Information shown Start Marker

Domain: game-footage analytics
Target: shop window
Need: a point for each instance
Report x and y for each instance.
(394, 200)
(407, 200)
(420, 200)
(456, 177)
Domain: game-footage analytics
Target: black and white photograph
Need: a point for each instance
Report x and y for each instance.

Information shown End Marker

Task prompt | Transcribe the material above in its entirety, precisely as written.

Solution to this task |
Domain: game-footage analytics
Target: shop window
Need: a point for each instance
Report x and y for each instance.
(394, 200)
(407, 200)
(420, 200)
(456, 177)
Domain: game-footage analytics
Target: black and white photograph
Need: a point for each instance
Report x and y for each instance.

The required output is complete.